====== Records shown ======
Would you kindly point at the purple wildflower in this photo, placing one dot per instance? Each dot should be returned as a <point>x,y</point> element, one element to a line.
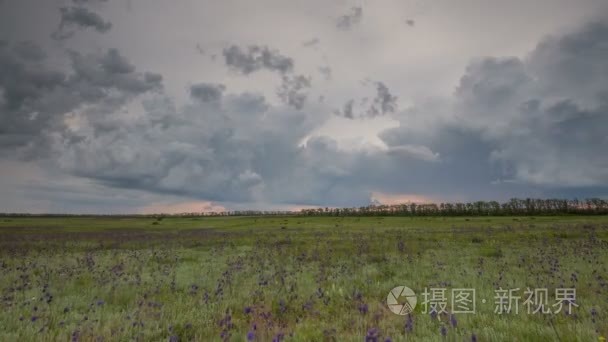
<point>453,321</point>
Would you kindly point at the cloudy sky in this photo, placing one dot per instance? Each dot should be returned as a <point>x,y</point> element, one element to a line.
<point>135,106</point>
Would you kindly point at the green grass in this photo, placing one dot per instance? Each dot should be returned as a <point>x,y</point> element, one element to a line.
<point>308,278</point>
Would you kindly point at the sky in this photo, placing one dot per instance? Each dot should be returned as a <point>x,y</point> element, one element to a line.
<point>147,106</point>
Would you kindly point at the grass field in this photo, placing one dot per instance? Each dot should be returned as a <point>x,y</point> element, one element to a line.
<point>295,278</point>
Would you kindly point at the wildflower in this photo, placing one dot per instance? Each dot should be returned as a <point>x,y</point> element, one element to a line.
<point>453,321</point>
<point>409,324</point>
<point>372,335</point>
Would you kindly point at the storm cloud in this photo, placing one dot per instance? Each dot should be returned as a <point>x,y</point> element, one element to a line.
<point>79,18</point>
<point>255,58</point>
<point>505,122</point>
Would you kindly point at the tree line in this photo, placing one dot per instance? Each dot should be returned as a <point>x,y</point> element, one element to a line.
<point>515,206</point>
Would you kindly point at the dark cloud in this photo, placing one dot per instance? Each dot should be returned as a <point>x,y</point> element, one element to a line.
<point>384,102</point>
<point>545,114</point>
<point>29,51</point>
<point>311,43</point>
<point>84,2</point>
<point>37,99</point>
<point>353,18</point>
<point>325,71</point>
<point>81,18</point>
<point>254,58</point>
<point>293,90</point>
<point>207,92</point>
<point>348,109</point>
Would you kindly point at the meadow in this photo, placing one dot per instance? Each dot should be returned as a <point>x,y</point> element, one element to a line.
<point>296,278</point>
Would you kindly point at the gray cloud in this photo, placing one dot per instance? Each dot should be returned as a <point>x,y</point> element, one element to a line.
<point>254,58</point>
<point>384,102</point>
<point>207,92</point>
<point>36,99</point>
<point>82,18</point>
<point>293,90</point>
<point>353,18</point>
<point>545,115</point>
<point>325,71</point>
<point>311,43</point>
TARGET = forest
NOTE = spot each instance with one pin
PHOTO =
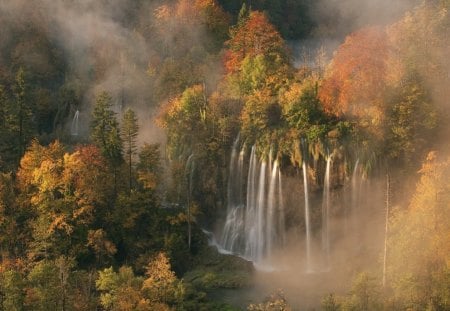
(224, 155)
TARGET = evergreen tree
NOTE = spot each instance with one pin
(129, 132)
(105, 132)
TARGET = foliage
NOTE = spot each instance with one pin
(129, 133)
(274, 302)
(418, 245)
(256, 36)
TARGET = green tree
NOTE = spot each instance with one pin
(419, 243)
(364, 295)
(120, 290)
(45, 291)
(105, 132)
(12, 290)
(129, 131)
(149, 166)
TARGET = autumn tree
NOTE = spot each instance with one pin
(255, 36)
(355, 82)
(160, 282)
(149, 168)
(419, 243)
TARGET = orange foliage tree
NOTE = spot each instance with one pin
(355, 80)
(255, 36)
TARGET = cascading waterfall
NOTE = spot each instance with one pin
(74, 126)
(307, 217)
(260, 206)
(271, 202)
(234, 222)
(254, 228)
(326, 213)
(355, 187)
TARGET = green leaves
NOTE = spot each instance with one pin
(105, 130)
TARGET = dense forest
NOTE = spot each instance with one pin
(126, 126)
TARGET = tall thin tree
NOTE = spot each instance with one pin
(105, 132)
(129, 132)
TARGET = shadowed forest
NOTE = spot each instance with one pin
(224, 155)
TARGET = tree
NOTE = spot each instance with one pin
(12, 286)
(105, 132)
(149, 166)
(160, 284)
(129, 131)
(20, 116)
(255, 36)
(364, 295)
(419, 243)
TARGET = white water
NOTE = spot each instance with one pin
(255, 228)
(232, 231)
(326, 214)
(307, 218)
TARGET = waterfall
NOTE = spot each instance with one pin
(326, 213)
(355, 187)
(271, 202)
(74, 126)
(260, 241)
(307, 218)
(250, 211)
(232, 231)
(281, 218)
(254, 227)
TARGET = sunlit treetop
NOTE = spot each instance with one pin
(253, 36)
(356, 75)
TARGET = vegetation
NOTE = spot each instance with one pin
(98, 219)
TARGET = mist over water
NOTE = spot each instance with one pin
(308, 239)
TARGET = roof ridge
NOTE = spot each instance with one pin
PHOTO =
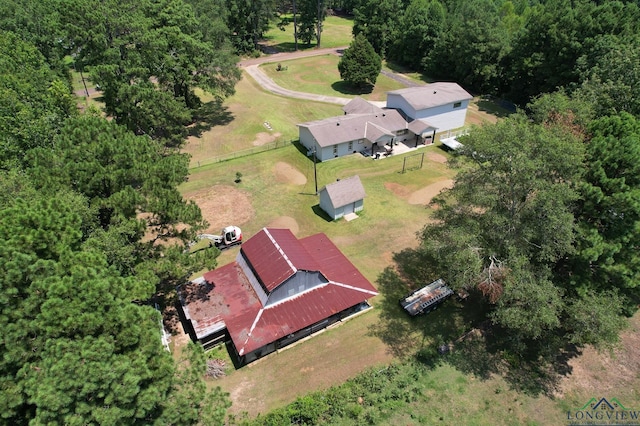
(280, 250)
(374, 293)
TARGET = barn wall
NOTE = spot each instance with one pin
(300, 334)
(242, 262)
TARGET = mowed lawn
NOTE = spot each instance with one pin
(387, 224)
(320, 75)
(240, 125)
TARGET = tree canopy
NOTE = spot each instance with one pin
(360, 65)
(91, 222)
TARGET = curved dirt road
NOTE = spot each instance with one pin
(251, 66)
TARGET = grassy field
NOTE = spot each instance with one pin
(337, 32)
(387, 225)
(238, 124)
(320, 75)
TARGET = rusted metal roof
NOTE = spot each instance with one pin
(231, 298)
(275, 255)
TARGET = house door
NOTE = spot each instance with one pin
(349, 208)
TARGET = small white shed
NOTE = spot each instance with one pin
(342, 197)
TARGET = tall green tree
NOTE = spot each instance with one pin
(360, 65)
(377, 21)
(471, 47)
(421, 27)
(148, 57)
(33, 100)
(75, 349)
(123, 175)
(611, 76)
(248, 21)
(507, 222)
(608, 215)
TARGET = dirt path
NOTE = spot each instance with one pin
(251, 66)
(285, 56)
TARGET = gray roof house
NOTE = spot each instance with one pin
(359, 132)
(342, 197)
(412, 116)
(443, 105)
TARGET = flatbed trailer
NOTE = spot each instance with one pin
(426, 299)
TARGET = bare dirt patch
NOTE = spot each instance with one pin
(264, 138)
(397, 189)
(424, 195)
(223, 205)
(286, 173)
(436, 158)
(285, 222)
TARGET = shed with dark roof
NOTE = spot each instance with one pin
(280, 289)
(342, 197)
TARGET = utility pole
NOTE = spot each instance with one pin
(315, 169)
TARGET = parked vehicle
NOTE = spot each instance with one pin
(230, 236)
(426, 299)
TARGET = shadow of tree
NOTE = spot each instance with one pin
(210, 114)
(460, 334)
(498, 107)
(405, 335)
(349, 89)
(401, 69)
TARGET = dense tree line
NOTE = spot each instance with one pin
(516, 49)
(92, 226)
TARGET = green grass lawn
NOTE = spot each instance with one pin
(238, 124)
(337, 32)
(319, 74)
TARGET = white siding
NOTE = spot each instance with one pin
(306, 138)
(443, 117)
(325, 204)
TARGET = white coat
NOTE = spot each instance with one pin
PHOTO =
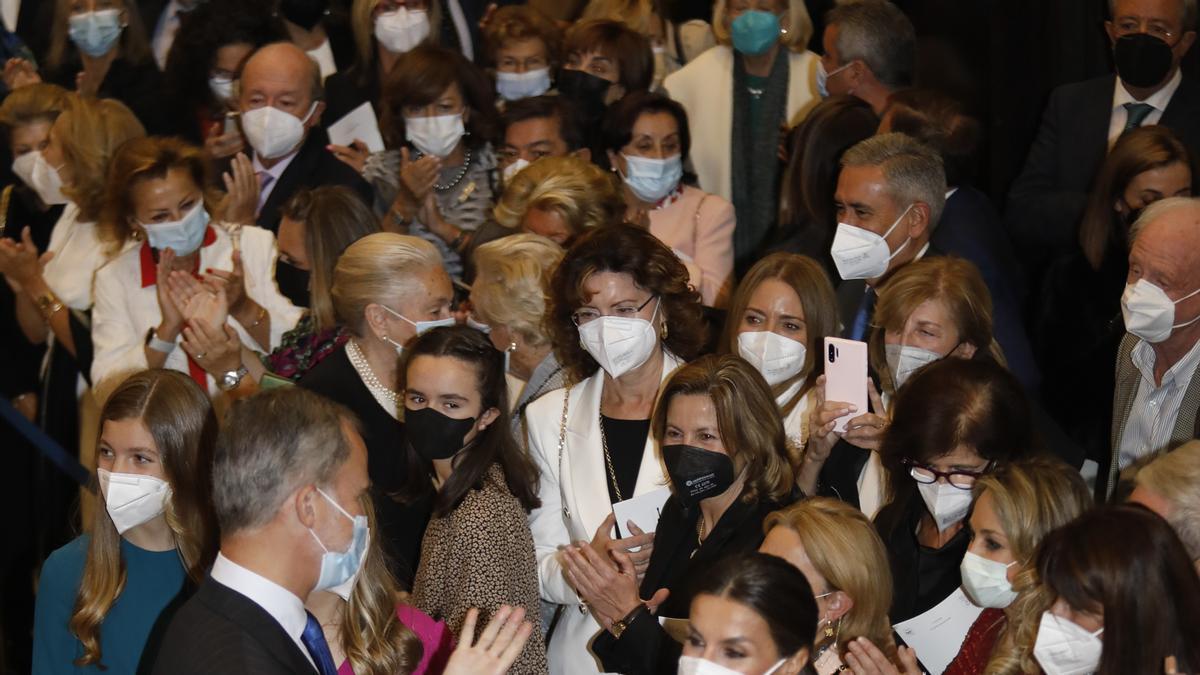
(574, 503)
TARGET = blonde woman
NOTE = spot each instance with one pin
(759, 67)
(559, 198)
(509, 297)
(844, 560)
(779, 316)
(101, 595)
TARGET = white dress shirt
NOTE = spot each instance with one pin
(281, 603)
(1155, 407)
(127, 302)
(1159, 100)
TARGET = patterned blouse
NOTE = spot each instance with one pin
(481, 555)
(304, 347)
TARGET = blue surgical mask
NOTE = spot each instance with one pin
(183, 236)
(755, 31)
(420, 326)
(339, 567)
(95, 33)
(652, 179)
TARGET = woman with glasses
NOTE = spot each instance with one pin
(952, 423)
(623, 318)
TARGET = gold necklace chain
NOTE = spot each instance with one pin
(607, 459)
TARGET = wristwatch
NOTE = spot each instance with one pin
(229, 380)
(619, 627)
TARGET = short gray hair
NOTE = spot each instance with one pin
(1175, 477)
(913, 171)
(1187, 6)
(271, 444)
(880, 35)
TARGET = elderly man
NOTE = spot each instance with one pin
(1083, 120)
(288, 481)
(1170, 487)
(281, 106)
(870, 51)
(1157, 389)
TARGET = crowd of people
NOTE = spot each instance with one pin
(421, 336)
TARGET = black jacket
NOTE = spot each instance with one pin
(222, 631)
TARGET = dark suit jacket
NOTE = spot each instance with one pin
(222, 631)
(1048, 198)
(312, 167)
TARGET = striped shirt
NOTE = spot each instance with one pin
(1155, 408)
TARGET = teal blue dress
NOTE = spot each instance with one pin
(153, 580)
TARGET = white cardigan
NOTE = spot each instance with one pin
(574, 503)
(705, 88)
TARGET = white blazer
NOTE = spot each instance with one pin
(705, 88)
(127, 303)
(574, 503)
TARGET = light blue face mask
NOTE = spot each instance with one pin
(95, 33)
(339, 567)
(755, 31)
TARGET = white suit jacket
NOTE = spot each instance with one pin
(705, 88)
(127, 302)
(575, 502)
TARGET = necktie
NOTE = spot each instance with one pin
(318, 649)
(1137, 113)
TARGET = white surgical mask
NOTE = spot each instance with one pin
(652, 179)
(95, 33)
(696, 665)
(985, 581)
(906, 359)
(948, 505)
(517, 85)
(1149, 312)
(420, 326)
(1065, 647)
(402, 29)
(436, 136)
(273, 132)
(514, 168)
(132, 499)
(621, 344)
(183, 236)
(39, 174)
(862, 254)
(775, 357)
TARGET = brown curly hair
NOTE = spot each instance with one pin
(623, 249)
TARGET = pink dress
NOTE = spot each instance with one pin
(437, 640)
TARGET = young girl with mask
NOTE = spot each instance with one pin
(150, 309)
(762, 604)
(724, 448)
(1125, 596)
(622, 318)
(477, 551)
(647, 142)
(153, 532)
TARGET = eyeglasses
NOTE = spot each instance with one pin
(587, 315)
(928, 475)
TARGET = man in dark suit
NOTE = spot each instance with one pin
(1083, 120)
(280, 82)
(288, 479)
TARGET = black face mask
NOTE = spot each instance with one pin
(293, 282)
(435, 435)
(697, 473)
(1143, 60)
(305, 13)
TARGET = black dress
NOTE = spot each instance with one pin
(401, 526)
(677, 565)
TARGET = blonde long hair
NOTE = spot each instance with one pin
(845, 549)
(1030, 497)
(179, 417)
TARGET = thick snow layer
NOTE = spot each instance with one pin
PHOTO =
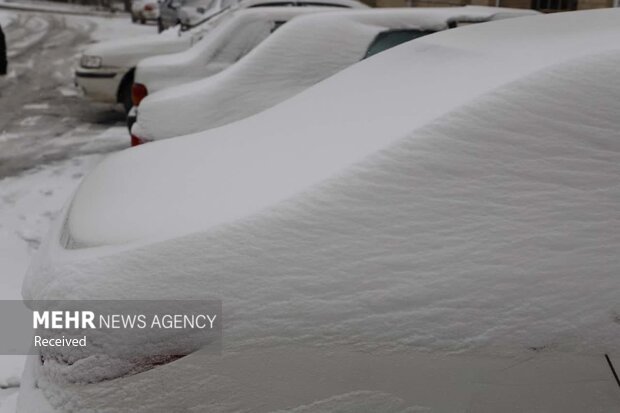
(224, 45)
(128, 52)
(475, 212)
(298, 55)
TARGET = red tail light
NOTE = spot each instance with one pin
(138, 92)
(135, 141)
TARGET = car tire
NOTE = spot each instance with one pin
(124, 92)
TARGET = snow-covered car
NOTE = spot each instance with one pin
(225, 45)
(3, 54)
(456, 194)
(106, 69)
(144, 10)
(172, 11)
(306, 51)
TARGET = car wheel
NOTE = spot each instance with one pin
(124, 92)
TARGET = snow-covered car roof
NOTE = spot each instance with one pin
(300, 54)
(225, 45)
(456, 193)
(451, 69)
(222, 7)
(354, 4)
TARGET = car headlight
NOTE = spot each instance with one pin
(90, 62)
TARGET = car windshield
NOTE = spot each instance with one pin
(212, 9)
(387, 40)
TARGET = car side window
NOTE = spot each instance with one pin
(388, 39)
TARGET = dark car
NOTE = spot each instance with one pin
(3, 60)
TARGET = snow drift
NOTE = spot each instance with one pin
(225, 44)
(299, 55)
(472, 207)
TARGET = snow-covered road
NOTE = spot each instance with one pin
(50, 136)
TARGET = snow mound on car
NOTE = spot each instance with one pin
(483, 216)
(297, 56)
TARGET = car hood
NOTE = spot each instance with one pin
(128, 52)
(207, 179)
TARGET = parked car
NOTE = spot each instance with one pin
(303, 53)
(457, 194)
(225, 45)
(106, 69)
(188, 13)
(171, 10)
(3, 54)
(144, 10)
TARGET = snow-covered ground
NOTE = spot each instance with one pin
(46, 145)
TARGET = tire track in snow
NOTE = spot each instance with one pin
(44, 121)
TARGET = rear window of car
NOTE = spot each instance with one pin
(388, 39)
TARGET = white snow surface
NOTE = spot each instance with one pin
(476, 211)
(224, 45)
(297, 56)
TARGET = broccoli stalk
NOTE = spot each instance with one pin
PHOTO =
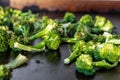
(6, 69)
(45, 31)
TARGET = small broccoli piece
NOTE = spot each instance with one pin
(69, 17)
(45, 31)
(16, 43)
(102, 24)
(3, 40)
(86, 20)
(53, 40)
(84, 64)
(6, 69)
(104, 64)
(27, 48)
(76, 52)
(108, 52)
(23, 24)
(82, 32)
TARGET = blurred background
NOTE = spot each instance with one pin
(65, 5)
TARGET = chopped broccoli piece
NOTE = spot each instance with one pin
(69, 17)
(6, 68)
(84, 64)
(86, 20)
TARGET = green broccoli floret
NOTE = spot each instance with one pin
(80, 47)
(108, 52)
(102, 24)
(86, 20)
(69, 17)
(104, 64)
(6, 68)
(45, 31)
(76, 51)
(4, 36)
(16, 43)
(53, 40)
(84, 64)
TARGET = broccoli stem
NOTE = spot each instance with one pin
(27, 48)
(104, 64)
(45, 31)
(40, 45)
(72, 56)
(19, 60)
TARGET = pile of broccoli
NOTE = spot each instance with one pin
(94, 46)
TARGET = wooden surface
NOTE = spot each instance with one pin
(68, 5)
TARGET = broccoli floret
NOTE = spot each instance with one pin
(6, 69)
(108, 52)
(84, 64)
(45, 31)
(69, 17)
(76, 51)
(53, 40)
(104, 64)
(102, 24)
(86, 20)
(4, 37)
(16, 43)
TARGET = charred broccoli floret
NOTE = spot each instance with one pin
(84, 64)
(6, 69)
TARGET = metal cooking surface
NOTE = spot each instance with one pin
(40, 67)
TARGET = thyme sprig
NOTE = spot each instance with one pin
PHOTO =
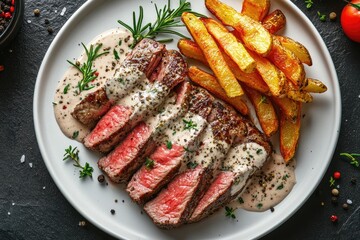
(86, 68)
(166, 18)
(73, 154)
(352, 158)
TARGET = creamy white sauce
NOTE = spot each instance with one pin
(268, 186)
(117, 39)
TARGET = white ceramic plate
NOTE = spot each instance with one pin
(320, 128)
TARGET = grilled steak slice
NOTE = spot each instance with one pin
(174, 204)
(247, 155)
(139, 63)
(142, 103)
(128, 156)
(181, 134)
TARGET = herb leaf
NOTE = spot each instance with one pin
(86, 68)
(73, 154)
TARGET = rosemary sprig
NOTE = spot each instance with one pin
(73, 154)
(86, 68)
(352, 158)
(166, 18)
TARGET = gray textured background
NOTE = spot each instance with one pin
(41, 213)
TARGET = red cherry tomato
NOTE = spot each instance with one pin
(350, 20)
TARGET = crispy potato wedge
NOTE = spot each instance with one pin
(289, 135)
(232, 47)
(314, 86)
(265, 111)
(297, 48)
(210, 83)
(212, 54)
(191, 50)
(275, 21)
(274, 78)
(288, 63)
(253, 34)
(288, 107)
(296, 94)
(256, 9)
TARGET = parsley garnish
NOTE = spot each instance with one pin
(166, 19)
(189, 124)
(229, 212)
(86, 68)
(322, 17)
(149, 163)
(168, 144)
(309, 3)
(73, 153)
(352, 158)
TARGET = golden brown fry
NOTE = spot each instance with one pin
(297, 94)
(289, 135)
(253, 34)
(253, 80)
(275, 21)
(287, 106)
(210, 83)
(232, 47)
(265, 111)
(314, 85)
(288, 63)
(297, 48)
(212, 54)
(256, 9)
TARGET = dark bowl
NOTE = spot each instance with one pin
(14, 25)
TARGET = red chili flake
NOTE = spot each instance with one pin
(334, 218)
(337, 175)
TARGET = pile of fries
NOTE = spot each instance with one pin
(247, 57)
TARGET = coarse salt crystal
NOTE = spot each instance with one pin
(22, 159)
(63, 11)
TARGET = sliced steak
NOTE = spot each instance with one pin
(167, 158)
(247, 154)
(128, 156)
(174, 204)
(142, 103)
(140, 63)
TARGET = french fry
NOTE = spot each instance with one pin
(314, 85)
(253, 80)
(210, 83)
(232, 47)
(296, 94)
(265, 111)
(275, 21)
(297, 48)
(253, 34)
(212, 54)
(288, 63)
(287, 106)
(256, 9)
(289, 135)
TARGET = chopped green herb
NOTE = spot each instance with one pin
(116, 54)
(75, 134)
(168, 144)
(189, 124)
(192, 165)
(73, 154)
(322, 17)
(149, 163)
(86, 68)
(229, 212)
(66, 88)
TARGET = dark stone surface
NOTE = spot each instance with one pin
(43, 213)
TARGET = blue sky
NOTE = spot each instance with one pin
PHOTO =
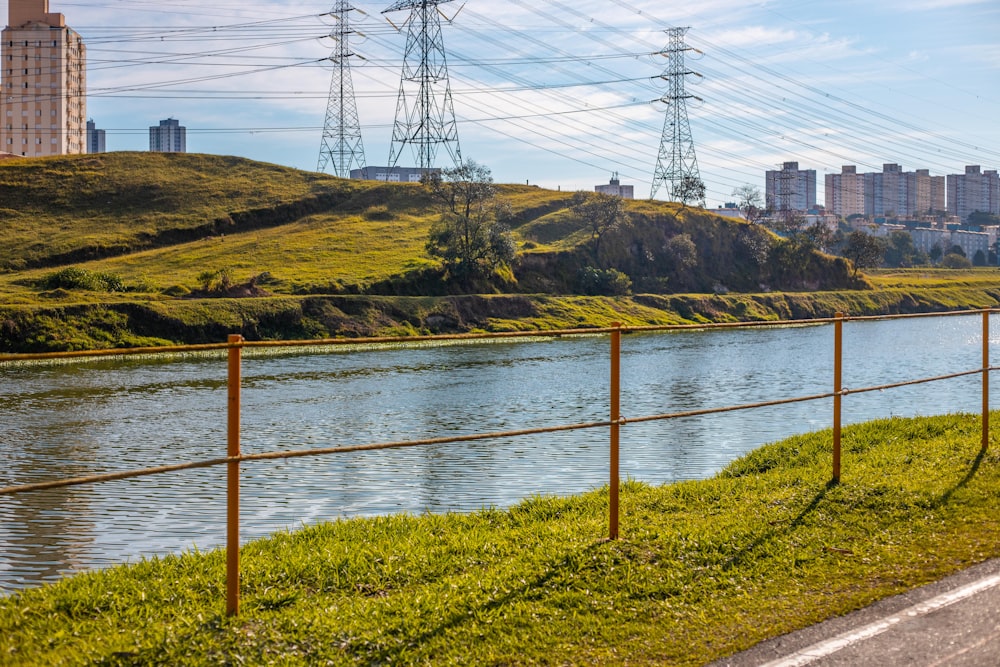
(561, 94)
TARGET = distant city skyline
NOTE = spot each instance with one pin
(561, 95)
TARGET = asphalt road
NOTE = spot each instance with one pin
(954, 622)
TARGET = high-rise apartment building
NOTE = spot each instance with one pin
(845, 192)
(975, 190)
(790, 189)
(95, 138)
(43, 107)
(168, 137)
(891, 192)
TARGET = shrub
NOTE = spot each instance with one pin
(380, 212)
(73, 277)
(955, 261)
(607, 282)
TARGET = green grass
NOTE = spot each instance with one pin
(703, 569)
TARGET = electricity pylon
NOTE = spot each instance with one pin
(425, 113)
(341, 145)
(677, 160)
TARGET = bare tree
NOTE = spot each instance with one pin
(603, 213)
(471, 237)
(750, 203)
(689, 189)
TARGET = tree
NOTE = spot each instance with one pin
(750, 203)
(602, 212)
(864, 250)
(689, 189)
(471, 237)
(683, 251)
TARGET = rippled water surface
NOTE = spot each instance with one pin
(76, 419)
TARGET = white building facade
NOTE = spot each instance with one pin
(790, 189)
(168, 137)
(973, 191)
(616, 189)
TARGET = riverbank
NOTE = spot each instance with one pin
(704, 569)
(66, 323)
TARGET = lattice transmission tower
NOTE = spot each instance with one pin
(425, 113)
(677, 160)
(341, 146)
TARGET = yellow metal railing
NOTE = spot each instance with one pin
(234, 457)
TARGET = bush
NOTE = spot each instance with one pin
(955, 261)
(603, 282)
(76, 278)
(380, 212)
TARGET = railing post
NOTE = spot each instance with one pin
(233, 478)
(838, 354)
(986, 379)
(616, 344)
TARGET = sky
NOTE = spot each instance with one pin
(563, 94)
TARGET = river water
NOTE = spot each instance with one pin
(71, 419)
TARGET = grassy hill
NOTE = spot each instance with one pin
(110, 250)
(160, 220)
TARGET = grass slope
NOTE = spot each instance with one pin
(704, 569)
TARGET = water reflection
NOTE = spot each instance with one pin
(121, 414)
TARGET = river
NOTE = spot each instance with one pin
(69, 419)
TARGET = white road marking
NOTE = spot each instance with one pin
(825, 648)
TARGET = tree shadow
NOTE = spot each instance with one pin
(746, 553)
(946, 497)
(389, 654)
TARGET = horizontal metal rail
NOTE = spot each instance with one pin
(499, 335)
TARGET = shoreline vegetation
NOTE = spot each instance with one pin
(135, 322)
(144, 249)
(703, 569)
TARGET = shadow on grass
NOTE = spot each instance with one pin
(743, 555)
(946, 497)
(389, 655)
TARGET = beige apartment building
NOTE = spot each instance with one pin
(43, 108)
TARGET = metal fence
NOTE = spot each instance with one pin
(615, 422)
======
» **Activity**
Would you filter the records and copy out each line containing "vegetation"?

» **Response to this task**
TARGET = vegetation
TARGET = shoreline vegetation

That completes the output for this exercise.